Considering that, up to its expulsion in 1866, Austria practically had the hegemony in the German Confederation, logic would seem to suggest that one might first search Austria's foreign policy in its larger aspects for influences or principles of a permanent nature which could be regarded as equally enduring and authoritative for the guidance of the German Empire. But the most superficial examination suffices to show that the Vienna cabinet had to contend with too many anxieties and aspirations in other directions -- in Italy and along the Adriatic, in the Balkans, in Poland -- to render the history of its policy very illuminating in regard to the present aims of German foreign policy. Austria's attempts to secure German support for aims essentially foreign to German interests -- attempts such as were made, for example, during the Crimean War with great vigor and considerable skill -- played an essential part in estranging Germany from Austria and in preparing the way for the final parting.
Nor is the policy pursued by rising Prussia, around which the new German Empire was built up, as instructive with regard to permanent guiding principles as might be thought at first. Prussia owed her ascendancy in the first place -- it would be foolish to deny it -- to a line of eminent princes, among whom Frederick the Great was the most gifted and the most brilliant. Her position between the Great European Powers -- England, Russia, Holland, France and the Hapsburg realm -- forced her, if she was to survive and develop, into perpetually changing combinations, treaties and alliances, too manifold and diverse to be reduced to a formula applicable to the new Germany.

════

• Exercise description: Extend the passage on Austrian and Prussian foreign policy, starting right after its final sentence.

════

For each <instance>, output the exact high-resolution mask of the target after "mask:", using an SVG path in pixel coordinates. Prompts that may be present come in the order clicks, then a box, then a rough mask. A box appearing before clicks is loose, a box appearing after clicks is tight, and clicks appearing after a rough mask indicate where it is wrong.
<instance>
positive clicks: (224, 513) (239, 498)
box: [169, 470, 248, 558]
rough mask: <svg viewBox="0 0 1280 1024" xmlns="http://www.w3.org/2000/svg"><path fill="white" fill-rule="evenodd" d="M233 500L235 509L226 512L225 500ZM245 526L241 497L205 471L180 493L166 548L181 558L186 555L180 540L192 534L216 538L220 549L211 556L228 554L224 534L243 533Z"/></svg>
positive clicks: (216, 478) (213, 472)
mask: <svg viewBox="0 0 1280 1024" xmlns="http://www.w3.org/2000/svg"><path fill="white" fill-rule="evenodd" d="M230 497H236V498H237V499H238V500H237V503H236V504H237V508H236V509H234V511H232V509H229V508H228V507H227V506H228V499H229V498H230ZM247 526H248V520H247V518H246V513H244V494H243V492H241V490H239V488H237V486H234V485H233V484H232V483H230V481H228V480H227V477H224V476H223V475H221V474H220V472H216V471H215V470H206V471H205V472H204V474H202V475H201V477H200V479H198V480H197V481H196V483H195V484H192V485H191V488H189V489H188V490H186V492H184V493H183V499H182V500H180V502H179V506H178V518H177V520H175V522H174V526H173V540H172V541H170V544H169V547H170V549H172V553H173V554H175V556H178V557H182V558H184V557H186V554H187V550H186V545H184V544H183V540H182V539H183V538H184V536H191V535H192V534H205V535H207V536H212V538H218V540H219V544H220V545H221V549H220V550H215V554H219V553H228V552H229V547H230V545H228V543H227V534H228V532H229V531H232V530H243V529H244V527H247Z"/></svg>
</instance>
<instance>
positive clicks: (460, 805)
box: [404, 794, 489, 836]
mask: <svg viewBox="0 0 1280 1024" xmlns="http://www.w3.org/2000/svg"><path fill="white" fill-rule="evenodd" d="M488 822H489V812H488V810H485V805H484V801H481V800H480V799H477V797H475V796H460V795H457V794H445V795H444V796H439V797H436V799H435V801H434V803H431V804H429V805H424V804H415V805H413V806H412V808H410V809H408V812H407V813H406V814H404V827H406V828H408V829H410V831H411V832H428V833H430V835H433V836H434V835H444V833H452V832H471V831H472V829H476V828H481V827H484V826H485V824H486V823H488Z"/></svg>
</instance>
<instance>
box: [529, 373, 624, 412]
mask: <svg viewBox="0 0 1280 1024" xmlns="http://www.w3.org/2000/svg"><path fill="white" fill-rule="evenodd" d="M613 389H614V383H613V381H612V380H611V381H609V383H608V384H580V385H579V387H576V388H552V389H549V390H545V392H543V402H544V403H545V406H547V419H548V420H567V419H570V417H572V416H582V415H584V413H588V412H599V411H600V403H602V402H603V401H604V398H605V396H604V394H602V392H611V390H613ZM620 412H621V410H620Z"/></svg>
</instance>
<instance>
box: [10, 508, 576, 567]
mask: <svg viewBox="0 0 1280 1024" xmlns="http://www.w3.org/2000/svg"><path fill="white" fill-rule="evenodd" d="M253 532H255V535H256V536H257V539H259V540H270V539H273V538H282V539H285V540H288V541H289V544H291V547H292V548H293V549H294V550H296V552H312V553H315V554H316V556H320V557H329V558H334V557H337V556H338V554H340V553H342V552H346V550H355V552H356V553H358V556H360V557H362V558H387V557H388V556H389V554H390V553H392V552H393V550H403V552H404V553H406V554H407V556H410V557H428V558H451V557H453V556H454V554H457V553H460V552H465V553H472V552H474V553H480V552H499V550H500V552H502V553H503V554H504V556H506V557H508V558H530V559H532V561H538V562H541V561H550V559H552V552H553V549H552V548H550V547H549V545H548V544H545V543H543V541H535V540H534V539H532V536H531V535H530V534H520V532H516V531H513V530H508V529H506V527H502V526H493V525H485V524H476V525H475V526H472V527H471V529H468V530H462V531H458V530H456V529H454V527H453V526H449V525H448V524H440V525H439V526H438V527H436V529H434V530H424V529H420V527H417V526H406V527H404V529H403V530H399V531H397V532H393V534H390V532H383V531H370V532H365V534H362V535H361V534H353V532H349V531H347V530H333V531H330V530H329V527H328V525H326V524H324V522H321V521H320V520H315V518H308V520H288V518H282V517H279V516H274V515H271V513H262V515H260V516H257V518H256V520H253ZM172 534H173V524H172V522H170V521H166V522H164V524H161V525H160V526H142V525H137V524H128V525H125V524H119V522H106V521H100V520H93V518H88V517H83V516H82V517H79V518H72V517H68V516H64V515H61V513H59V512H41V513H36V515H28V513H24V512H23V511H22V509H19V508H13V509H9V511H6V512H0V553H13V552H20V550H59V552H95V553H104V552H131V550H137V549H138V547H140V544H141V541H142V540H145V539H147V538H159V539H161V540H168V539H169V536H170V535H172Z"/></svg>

════

• Response to this task:
We are therefore compelled to seek for light as to the permanent bases of Germany's foreign policy in her geographical position and in her diplomatic history since the foundation of the Reich.
The only natural frontiers of the Germany we know today are to be found to the south and the north. In the south the rampart of the Alps forms a barrier which, since the days of the Romans, has permitted only insignificant changes. To the north, Germany borders upon two seas, the North Sea and the Baltic. The North Sea forms part of the Atlantic main; but in many respects, and especially from the military view, it is hardly more than an inland lake, for the naval power of Great Britain blocks the way to the high seas. The Baltic, linked as it is with the outer world only by the narrow Danish straits, is an inland sea. While eminently suitable for local trade, it has never been able to play a significant part in a struggle for world power.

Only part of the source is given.